EXERCISE DETAILS: A word-for-word repeat of all the data is the goal.
**** SOURCE INFORMATION
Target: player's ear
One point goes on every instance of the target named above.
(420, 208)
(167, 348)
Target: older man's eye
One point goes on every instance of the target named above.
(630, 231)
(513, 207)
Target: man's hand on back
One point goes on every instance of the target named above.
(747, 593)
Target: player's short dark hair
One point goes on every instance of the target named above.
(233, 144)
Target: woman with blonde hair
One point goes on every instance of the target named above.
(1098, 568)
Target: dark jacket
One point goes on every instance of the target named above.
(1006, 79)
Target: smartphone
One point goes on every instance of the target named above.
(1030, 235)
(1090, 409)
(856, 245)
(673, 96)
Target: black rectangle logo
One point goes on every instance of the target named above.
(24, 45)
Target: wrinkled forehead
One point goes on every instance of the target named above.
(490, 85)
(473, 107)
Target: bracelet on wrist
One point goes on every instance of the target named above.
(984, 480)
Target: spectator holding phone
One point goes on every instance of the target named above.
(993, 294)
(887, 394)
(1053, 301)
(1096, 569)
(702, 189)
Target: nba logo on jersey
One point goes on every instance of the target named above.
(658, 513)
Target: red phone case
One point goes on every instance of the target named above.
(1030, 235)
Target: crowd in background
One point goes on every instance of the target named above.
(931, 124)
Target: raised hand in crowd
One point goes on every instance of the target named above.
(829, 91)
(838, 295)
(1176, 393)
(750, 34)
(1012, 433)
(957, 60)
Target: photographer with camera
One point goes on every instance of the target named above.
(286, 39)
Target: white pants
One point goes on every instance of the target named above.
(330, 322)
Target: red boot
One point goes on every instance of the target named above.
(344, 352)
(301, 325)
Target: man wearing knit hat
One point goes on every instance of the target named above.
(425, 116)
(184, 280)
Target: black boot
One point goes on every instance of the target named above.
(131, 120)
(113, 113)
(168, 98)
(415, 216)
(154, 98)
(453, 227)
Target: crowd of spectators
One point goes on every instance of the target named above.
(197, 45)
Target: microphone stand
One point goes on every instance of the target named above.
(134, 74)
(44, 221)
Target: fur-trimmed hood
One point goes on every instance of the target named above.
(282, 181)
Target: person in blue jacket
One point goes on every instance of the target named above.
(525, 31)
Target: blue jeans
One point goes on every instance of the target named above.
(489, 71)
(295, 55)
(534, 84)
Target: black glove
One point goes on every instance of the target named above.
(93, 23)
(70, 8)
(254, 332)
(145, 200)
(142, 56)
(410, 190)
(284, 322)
********
YOUR SOLUTION:
Target: player's ear
One point goes on every instance of the target named above.
(420, 208)
(167, 348)
Target: older man's eye
One point goes on every instance of the target named above.
(630, 231)
(513, 207)
Target: man's hand on back
One point goes on every instance of the target named above.
(747, 593)
Target: player's short dark hair
One point goes on every instance of the target named above.
(233, 144)
Target: woman with blonde hair
One point goes on every instance of the target named above.
(1098, 568)
Target: dark jacket
One point goes on every instance of the target named above.
(1006, 79)
Target: smartphone
One point goes on every instance of the target named above.
(1030, 235)
(1090, 409)
(856, 245)
(673, 96)
Target: black rectangle logo
One point goes on every instance of the target named above.
(24, 45)
Target: wrinkled forehead
One point goes on every instance of the target named above.
(490, 85)
(473, 107)
Target: bracelet on wrist
One point goes on every instance of the target named above.
(984, 480)
Target: spectator holding phone
One point goes on every instance of the target named above.
(993, 294)
(887, 394)
(1053, 301)
(1096, 569)
(702, 189)
Target: nba logo on jersey
One point goes on every instance of the target named above.
(658, 513)
Target: red phone case
One point goes on every instance of the target named above.
(1030, 235)
Target: crowd in background
One point goes on every instance of the target named above.
(931, 124)
Target: raised hand in crowd
One point goes on every instance of the target named above.
(829, 91)
(838, 295)
(1176, 393)
(750, 34)
(1012, 433)
(957, 60)
Target: photographer with camera
One point goes on every instance of the target named above.
(286, 39)
Target: white pants
One point goes on every instance of the target named above.
(330, 322)
Target: red boot
One point goes on every instance of the target named above.
(344, 352)
(301, 325)
Target: man wearing knit hat
One point goes on every instance of the target named above.
(425, 116)
(184, 280)
Target: black boot
One point goes on every instance of the target named above.
(131, 120)
(113, 113)
(168, 98)
(415, 216)
(154, 98)
(453, 227)
Target: crowd of spectators
One point goes on every instance of the target named above.
(197, 45)
Target: microphone stand
One point goes on every instance of the target named above.
(134, 74)
(44, 221)
Target: fur-trimmed hood
One point goes on every instance of the target named above.
(282, 181)
Target: person in blue jacket
One point goes on every instance of the target named above.
(525, 31)
Target: blue jeans
One point goes on every instance of the target named above.
(489, 71)
(295, 55)
(534, 84)
Target: black glove
One point goes on every instance of the target named above.
(93, 23)
(70, 8)
(254, 332)
(145, 200)
(142, 56)
(410, 190)
(284, 322)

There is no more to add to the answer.